Thursday, November 5, 2009

Guest post: Terence Hawkins, author of THE RAGE OF ACHILLES

Terence Hawkins’ debut novel, THE RAGE OF ACHILLES, a modern retelling of the THE ILIAD, debuted earlier this month. It "has the paradoxical, invigorating effect of making Homer's epic feel oddly familiar, and of highlighting its deep strangeness at the same time," says Tom Perrotta, author of LITTLE CHILDREN.

Hawkins, an author and trial lawyer, was born in Uniontown, Pennsylvania, and graduated from Yale. His work has appeared in Poor Mojo's Almanac(k), Keyhole, Pindeldyboz, Ape Culture, Eclectica, Megaera, the Binnacle, and the New Haven Register. It has also appeared on Connecticut Public Radio.

So here’s a harmonic convergence if ever there was one: When I first started practicing law, nearly thirty years ago, in Madison, Wisconsin, my secretary was a belly dancer. No kidding. At lunch she’d go off to deliver bellygrams and come back to type out briefs about pendent party jurisdiction and federal exclusivity. All her friends were belly dancers. I’d go to parties at her house where I’d see the distinctions between the various traditional schools demonstrated. At that time, the fusion styles I see on your page were things of the future. At one such party I even met Art Feldman of NPR’s “Whaddayuh Know.” Neither of us danced. I think.

That said, belly dancing did not inspire THE RAGE OF THE ACHILLES. Nice if it had. Because this is a writer’s site I will tell the real writer’s story of how I came to write the book.

Humiliation.

Yes. Humiliation.

I took my first novel in progress to a writers’ workshop in Manhattan. Confident that it would be met with praise if not outright adulation.

Didn’t work out that way. As I read the chapter I’d brought to the group, I happened to glance up to intercept the embarrassed looks my work seemed to be generating. As I read further my shirt stuck to my back with the effusion of flop sweat, because I suddenly knew, down in my heart, that this book was really, really bad. A conclusion that the group seemed to share in its subsequent discussion. When I got into the cab to go back to Grand Central, New Haven, and shame, I asked the driver whether he knew a bar where I could get morphine.

EXERCISE DATA:
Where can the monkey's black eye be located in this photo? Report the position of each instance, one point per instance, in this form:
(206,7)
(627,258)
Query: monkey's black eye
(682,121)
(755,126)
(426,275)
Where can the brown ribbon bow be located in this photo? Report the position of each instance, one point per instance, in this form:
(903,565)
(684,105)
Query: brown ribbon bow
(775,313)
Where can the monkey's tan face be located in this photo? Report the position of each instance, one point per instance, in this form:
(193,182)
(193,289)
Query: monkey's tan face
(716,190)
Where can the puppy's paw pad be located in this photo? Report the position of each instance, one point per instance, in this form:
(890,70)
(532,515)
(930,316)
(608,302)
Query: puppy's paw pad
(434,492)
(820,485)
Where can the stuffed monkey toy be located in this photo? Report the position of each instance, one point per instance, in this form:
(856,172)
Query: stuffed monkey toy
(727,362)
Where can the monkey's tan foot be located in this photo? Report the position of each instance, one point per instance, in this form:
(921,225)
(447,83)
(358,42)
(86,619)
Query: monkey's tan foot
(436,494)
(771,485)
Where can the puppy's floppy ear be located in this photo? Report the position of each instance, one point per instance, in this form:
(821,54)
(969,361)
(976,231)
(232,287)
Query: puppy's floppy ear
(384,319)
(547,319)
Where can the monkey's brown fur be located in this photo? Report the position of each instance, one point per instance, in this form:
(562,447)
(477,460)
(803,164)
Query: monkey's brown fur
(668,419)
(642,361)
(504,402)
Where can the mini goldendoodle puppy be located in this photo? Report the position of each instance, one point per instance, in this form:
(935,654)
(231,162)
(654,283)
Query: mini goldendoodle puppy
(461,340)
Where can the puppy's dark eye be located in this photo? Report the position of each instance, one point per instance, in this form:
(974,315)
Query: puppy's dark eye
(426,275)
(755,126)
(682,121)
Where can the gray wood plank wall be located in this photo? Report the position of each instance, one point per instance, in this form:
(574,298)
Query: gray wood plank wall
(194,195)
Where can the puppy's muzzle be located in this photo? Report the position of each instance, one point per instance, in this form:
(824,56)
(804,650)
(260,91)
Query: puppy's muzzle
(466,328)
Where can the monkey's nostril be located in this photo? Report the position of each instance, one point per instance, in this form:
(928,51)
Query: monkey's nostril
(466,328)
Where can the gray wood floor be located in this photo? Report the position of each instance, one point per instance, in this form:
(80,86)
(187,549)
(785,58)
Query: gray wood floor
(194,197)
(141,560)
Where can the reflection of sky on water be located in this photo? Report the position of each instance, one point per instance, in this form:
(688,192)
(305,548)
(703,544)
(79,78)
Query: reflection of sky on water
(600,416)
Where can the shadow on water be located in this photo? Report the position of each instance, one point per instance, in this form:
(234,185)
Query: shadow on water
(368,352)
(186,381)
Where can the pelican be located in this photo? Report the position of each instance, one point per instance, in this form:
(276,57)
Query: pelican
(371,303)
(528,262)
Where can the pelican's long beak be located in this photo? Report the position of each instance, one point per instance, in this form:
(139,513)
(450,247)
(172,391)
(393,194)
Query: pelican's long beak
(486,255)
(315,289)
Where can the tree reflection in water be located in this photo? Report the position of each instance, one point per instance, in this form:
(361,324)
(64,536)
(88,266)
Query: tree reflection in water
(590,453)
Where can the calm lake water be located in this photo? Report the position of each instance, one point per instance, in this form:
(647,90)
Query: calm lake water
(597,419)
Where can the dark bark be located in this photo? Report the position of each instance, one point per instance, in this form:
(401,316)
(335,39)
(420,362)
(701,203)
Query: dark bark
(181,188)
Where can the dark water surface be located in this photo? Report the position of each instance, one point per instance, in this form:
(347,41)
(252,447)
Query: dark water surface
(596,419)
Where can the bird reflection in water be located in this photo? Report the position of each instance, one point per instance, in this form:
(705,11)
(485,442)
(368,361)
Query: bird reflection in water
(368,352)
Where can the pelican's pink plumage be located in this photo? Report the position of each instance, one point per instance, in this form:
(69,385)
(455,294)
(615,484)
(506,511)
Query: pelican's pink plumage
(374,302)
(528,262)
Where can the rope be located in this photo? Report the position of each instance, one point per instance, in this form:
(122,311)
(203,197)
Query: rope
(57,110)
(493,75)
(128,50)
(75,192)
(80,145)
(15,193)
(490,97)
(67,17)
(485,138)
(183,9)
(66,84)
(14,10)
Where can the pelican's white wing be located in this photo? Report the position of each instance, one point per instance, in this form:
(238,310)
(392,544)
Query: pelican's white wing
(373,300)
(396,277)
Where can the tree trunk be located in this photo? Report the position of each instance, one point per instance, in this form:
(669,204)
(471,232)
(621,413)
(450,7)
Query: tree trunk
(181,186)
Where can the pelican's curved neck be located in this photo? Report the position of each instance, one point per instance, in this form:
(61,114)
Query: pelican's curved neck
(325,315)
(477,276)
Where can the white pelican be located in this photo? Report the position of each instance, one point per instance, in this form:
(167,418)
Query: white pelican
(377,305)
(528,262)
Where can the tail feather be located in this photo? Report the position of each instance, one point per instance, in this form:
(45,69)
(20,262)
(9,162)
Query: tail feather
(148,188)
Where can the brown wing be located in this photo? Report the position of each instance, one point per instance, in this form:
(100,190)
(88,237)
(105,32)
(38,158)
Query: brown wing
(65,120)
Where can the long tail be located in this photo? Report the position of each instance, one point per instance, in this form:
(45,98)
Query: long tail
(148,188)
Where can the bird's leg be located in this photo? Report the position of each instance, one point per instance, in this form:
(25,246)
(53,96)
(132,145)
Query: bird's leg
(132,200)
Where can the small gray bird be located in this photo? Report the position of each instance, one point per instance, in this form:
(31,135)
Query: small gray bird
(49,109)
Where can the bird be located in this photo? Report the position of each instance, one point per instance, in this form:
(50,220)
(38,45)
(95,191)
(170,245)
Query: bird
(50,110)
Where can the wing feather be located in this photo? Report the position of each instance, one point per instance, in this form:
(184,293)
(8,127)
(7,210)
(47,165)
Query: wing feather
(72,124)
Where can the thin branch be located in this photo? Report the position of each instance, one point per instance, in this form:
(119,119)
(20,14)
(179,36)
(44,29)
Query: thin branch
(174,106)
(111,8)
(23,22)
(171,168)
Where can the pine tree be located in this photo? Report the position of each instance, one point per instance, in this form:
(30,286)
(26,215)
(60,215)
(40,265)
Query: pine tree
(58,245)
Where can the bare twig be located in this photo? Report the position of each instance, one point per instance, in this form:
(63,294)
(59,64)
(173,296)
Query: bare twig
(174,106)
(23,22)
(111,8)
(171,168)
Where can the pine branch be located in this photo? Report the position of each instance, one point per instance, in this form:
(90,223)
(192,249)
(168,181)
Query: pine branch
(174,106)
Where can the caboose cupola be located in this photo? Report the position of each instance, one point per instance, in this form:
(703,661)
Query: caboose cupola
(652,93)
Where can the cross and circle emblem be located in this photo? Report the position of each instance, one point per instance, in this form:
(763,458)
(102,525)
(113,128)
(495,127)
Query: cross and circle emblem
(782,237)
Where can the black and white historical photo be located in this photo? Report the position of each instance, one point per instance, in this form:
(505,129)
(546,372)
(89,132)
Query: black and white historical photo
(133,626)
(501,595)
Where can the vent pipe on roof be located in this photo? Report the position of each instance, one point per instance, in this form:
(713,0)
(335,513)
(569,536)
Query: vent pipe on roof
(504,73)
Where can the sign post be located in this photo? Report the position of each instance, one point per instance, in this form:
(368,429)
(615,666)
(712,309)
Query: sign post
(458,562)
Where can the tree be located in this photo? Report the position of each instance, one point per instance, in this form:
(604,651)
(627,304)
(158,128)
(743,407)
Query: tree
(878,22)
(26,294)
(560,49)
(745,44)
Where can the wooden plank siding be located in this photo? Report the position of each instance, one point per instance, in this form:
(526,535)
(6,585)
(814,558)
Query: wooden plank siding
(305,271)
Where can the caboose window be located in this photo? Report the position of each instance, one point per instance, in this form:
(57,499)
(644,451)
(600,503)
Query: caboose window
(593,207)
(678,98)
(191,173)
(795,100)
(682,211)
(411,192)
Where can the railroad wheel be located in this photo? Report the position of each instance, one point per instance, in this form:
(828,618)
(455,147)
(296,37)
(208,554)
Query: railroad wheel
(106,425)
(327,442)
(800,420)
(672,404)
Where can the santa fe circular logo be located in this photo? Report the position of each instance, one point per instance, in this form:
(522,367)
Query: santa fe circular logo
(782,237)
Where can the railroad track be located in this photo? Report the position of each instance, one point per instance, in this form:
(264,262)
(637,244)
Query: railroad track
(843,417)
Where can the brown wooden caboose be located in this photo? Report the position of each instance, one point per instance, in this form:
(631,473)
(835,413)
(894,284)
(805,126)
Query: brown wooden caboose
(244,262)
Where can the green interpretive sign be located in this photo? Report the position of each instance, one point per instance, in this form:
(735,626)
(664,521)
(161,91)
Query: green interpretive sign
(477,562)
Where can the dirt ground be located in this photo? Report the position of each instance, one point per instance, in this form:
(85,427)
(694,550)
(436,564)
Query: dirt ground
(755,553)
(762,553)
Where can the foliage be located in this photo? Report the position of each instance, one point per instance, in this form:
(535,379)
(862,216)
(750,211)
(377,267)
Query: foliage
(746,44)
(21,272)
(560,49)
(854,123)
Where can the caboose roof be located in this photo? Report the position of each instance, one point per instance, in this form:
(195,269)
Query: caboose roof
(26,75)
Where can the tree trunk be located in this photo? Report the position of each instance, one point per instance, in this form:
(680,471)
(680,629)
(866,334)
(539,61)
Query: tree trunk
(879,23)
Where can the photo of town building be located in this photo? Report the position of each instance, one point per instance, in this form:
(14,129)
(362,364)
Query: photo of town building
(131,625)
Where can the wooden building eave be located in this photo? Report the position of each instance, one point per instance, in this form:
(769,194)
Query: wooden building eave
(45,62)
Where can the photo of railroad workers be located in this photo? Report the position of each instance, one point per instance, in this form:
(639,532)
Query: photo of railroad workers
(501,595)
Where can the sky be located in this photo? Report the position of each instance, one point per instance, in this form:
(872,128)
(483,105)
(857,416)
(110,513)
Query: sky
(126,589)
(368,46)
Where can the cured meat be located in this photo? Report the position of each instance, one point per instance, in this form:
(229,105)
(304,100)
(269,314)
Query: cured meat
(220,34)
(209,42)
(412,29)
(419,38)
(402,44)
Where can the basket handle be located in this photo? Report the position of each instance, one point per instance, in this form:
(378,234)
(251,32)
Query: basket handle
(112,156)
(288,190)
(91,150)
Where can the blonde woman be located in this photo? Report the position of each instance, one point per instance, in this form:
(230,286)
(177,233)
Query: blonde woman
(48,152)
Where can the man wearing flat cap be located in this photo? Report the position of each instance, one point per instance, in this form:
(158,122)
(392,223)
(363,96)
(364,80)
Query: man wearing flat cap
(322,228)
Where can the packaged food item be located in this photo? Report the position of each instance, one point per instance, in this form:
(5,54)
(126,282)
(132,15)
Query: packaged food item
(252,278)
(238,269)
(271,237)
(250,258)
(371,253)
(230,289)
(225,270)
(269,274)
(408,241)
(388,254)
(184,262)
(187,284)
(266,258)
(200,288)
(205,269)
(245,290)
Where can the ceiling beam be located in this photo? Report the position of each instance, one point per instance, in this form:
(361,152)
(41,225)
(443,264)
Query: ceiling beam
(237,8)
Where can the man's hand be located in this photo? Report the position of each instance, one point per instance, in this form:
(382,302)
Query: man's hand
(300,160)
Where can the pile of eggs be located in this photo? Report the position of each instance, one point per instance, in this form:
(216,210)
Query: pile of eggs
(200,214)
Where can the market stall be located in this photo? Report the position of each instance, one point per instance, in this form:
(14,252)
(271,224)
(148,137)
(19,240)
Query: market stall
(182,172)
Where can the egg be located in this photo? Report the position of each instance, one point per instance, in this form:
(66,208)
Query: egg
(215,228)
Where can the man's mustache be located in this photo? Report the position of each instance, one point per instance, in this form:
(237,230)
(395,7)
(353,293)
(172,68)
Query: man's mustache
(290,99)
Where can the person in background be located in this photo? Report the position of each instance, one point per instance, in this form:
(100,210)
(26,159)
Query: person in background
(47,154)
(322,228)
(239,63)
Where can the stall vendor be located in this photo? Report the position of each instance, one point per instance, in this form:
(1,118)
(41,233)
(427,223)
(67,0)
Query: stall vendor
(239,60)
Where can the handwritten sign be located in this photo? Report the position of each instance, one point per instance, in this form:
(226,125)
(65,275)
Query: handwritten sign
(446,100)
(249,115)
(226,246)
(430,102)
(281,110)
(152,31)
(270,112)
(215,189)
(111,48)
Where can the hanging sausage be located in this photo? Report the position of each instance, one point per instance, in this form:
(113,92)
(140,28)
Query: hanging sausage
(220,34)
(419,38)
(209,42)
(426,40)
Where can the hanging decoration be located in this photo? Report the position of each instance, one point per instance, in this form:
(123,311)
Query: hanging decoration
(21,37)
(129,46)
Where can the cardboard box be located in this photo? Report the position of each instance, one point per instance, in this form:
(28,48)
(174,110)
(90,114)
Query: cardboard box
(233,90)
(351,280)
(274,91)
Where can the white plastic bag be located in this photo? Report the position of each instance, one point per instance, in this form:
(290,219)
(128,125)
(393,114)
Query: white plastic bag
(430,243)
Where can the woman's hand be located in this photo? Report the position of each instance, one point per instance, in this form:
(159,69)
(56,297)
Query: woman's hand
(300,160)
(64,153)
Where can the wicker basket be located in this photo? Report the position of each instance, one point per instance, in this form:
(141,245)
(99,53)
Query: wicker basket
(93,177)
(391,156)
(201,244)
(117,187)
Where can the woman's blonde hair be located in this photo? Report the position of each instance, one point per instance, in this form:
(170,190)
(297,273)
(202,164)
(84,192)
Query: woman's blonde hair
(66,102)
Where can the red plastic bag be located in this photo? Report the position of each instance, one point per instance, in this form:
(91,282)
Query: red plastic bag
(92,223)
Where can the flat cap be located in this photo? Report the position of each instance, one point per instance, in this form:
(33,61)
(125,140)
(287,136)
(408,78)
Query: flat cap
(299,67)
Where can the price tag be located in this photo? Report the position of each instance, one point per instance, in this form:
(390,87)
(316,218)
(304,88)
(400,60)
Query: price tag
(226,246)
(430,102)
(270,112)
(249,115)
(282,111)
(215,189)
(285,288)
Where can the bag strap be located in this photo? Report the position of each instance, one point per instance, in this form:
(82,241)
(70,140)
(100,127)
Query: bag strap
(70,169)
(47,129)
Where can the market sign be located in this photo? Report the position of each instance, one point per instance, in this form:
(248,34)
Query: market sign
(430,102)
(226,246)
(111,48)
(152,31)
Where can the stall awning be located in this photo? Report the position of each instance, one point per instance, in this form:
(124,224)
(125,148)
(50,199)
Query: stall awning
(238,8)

HOW TO COMPLETE THIS TASK: Carry on the guest post about how The Rage of Achilles came to be written, starting after its last sentence. The items play no part in this.

WRITTEN RESPONSE:
When I got home I decided that I should quit writing or try something else. Given the schooling I’d got downtown, I clearly wasn’t ready for a novel. At that time I was reading Christopher Logue’s WAR MUSIC, a blank verse account of several books of THE ILIAD. And I’d just seen “Saving Private Ryan.” So I decided to try to write an episode from THE ILIAD with Spielberg realism, as an exercise, to see whether I really had novelist chops.

That exercise was THE BATTLE OF PATROCLUS. I thought it was okay, so I decided to try another episode. And another. Pretty soon I had nearly a hundred pages. So I propped Lombardo’s translation up to one side of the screen and wrote the whole book.

Just like that. Well, okay, maybe not just like that. More like in just two years. But I think what this shows is that old adage, which probably predates Gutenberg, the difference between a published writer and an unpublished is as much persistence as talent. This book was inspired not by an idea, or a vision, but by the need to keep writing.

By the way—I’m going to finish that first book.